**What you need to do**
**A.** In the excerpt below on UPC and randomly accessed datasets, how are incoming read and write requests handled?
**B.** Please write the next part of the excerpt on UPC and fine-grained remote access, starting after its final sentence.

**Excerpt provided**
════════════════
Many scientific applications, from climate modeling to ray tracing, require the use of a large table or other dataset of information that must be randomly accessed by the processors. In UPC, this dataset can be stored as a shared array, and any processor may perform a lookup operation simply by reading the appropriate array element. In a two-sided message passing model, every send must be matched with a corresponding receive, which is executed by the application code on the processor that owns the table entry. The information about when a receive will be coming is not known until mid-execution, when the sending process needs information from the table. Such applications can be written in MPI but are not a natural fit to the programming model. Similar problems arise when computing histograms, hash tables, graph traversals, and any computation in which the communication event occurs at a time known only to initiating processor. In UPC, one never has to decide where to place receive operations: incoming read and write requests are handled below the application level, either by runtime software or by hardware.
The latency of fine-grained remote accesses across a petascale machine is orders of magnitude more expensive than local memory accesses, which are themselves orders slower than arithmetic and logical operations. But some applications require random access to an enormous dataset, and while the programming model should reveal that remote accesses are expensive, UPC does this through the type system, rather than ruling them out entirely. Dr. William Carlson of the Institute for Defense Analysis calls this UPC’s “Just do it!” feature.
════════════════
**Data provided**
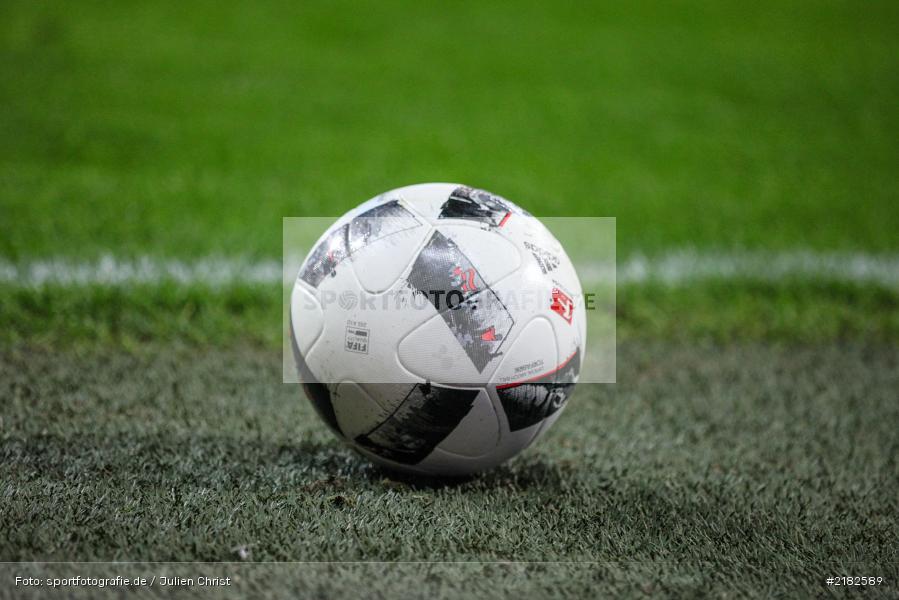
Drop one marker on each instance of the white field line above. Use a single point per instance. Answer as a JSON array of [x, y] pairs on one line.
════════════════
**Task responses**
**A.** They are handled below the application level, either by runtime software or by hardware.

**B.**
 
Implementation: UPC is not HPF
UPC has language support to control data layout in memory, including blocked and cyclic array layouts that are reminiscent of High Performance Fortran (HPF). The history of HPF, however, is not a happy one for application developers. Many of these developers were encouraged to perform large code rewriting efforts in HPF only to find that performance was disappointing and (eventually) compiler support was no longer forthcoming. This was a classic example of the failure of the ecosystem to sustain a programming model. Whether it was because the funding agencies abandoned the necessary compiler research before it came to fruition, compiler vendors did not support the R&D efforts, supercomputer centers avoided HPF in their procurement requirements due to fear that it would limit responses, or the application programmers had unrealistic expectations that led to overly complex language features – all of these factors fed the failure of HPF to gain widespread acceptance and eventually caused the language’s demise. As a result, the notion of a new programming model and one with distributed arrays strikes fear into application developers and architects alike.
While UPC does offer a global address space and array distributions, in most other aspects it is different from HPF. The parallelism model in UPC is a static Single Program Multiple Data (SPMD) model that typically corresponds to one UPC thread per core or per hardware thread. The choice of which computations to run on which processors is entirely under programmer control, rather than being derived from the array layouts, as was the case under HPF.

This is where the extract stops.